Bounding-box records
=======

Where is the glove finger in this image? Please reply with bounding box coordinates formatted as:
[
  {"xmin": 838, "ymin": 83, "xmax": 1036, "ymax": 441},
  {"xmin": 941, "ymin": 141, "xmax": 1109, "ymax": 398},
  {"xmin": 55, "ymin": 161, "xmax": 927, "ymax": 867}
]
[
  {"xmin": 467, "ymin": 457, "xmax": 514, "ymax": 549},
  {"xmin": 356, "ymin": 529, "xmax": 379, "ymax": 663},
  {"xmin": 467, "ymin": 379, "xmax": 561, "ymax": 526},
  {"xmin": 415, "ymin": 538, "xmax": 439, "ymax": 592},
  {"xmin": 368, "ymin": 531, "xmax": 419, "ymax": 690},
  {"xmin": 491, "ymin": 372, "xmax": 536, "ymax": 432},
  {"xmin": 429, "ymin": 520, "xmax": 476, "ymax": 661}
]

=======

• What is expected
Find every line above that contains the word "coordinates" and copy each of those lines out in full.

• Written answer
Where is the glove finger in this image? Please reply with bounding box coordinates formatted as:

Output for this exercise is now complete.